* Problem details *
Please set down only the lines that run from the one containing "Where can you find the white lighthouse" to the end of the listing below, exactly as written.

*** Block opens ***

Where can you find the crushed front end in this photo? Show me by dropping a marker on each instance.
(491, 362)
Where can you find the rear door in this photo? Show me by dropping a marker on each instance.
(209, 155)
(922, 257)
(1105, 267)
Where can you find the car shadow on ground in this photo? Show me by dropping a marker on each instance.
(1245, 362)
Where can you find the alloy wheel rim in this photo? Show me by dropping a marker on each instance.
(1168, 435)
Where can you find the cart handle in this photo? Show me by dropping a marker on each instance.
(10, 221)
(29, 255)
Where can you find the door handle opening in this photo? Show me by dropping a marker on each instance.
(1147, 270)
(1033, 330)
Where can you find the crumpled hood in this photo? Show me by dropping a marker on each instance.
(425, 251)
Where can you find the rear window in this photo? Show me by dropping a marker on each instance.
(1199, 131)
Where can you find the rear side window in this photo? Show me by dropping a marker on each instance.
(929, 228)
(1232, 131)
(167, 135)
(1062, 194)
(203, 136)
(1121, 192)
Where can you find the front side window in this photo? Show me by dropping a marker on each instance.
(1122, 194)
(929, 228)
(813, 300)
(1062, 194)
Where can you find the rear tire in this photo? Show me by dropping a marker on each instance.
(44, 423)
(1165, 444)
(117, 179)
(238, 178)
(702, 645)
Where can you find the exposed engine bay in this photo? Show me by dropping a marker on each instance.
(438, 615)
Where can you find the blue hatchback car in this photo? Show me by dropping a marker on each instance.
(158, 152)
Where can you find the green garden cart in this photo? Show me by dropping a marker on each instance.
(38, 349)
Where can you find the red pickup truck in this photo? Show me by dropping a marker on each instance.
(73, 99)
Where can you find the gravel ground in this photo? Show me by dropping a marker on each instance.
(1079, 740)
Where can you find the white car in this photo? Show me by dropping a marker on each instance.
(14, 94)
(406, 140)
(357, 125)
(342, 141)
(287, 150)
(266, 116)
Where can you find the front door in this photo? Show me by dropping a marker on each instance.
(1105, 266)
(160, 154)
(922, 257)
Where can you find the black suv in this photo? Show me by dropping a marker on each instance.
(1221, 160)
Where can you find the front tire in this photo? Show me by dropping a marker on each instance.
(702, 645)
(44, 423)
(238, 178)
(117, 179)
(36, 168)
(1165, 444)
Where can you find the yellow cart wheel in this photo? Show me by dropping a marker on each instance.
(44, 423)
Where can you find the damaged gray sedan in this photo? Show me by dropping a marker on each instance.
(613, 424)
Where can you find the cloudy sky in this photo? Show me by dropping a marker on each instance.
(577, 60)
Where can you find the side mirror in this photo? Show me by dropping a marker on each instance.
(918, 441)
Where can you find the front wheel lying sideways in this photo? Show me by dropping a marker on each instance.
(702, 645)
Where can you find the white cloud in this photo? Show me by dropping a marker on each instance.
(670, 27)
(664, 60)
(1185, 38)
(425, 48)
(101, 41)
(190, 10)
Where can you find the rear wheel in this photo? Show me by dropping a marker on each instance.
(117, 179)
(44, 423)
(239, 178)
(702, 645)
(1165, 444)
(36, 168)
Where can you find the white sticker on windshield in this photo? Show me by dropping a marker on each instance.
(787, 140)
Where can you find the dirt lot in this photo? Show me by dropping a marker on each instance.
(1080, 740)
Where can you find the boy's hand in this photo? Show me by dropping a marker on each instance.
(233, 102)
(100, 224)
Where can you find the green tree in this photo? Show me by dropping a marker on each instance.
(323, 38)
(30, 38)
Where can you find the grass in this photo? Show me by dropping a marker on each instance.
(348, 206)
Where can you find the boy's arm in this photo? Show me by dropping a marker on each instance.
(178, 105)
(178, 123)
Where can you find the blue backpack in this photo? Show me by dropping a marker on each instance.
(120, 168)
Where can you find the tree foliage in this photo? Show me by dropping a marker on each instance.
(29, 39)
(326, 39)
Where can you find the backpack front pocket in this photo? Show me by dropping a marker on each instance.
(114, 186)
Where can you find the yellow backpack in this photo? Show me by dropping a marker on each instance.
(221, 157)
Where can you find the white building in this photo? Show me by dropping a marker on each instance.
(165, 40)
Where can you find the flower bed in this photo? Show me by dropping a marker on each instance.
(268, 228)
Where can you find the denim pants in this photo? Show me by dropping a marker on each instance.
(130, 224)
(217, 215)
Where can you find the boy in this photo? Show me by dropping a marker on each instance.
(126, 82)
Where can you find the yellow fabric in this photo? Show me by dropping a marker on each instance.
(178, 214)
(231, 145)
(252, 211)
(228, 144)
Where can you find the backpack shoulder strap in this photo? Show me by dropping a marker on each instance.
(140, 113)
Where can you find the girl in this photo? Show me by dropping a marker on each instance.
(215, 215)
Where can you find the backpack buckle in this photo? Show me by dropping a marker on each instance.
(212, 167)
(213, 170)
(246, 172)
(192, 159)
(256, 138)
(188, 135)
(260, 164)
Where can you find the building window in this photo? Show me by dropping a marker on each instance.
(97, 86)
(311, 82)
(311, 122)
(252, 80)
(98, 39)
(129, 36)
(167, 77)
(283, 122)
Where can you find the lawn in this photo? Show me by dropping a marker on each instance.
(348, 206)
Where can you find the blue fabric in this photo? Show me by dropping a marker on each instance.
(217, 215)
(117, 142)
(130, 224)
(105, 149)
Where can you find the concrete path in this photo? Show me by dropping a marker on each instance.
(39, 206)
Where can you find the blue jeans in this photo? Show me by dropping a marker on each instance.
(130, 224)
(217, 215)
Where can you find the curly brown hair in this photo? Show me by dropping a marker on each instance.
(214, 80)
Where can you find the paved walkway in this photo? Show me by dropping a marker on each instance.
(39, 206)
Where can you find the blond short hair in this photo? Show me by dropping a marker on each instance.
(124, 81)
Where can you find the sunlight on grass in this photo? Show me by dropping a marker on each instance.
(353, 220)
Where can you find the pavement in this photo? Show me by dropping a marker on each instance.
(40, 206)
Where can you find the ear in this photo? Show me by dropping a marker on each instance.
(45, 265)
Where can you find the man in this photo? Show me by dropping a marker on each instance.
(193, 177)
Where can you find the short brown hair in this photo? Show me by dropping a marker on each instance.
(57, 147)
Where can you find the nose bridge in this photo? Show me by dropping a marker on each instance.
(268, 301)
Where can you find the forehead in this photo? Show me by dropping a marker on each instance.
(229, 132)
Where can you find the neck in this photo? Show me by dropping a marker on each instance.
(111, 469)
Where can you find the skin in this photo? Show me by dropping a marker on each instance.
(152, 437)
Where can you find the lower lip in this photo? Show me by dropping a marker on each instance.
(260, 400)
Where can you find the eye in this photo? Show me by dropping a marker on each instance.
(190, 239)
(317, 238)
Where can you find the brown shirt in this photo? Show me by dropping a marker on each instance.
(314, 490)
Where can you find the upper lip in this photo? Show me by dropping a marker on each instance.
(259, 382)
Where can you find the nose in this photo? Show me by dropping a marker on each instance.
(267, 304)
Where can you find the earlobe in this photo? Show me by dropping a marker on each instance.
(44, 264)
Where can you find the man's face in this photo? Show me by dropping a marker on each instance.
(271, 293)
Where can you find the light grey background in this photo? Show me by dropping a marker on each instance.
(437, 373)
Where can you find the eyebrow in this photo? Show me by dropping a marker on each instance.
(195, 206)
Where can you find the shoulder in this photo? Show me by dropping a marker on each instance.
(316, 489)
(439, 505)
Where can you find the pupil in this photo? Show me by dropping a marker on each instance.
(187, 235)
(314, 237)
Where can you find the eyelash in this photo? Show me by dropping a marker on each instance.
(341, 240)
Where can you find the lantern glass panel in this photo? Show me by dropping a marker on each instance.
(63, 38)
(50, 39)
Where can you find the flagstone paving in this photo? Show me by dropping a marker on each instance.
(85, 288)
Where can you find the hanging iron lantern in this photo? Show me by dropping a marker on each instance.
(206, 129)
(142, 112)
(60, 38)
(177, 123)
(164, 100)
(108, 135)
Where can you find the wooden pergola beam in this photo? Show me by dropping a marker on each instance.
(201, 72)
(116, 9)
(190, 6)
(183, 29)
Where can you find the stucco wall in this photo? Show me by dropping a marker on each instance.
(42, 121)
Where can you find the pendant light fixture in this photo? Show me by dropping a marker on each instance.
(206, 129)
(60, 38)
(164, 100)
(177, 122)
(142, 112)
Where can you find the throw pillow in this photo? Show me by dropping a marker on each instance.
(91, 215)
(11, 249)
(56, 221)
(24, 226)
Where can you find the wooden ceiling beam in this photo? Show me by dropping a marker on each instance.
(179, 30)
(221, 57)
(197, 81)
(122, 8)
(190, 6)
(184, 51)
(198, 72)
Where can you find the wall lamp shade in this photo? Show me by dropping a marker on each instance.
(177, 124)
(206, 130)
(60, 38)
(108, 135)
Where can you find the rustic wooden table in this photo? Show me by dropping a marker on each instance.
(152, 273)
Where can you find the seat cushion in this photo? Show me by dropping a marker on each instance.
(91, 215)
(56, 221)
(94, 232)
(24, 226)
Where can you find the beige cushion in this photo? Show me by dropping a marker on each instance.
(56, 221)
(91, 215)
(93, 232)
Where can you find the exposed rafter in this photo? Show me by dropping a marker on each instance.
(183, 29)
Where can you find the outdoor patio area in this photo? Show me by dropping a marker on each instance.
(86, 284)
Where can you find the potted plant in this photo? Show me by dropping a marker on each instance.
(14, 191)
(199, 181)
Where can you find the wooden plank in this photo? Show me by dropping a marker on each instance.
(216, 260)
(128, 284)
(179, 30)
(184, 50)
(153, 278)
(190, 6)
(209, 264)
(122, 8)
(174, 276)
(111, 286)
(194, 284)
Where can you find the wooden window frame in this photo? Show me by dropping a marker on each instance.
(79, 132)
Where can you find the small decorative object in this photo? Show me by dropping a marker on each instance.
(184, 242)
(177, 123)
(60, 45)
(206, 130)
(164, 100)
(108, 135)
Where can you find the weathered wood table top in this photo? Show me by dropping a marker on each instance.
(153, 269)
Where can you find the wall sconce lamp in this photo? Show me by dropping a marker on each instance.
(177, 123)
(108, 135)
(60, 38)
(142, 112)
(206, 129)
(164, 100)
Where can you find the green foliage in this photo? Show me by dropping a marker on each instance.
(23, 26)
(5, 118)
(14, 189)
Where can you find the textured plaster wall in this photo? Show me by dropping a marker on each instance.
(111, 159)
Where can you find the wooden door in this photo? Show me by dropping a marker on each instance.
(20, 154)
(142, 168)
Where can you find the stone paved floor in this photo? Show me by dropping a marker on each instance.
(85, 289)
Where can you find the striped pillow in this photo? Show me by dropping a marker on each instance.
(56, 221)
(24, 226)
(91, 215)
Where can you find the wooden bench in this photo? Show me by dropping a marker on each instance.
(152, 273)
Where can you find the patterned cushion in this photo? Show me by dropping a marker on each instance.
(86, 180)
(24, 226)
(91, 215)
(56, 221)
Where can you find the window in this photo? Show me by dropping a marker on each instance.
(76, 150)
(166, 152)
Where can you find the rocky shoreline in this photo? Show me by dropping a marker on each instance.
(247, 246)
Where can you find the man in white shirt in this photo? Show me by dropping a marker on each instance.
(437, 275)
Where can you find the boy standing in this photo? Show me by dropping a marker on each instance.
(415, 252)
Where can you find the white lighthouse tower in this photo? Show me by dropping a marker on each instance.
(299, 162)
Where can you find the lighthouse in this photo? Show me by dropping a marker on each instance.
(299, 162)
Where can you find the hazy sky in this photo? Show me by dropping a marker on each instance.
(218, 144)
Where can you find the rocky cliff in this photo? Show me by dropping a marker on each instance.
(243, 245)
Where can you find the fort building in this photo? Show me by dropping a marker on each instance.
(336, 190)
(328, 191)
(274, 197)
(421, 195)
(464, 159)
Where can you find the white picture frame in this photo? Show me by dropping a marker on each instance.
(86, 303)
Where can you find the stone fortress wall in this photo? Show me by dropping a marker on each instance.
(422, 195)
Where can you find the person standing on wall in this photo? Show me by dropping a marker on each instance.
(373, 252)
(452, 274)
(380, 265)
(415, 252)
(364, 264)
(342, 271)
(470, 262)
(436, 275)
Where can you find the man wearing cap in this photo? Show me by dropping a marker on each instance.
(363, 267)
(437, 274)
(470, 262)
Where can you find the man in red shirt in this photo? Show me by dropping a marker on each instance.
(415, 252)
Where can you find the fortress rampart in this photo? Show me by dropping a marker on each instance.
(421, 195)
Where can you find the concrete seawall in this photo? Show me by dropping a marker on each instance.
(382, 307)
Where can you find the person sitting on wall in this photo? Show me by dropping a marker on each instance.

*** Block closes ***

* Exercise result *
Where can you find the white lighthouse tower in this photo? Show me by dropping a marker on each instance.
(299, 162)
Where can you find the lighthouse in this photo? Show me by dropping a marker on each instance.
(299, 162)
Where can you find the hazy sky in this photo? Show me by dropping a marker on each instance.
(218, 144)
Where can you find the rocky cliff in this photo? Show me by dropping a marker on each instance.
(243, 245)
Where can you find the fort building in this photo? Show me by dropping a marker on each instance.
(336, 190)
(328, 191)
(274, 197)
(421, 195)
(464, 159)
Where can you find the white picture frame in this photo? Show me by dropping a marker on each instance.
(86, 303)
Where can you find the stone fortress wall in this photo? Show me by dropping a marker on each instance.
(422, 195)
Where can you find the person standing on wall in this photo? Show me by dropping a marker on each instance.
(373, 252)
(452, 274)
(380, 265)
(415, 252)
(364, 264)
(342, 271)
(470, 262)
(436, 275)
Where can you find the man wearing cap in this photo? Show me by dropping a marker on each instance.
(363, 267)
(437, 274)
(470, 262)
Where can you find the man in red shirt in this photo? Show me by dropping a marker on each instance.
(415, 252)
Where can you find the fortress rampart in this photo? Show me by dropping a marker on each instance.
(421, 195)
Where can you find the concrete seawall in this photo? Show me by dropping a marker on each instance.
(382, 307)
Where can you find the person sitting on wall in this photo? Show me by dropping a marker on each instance.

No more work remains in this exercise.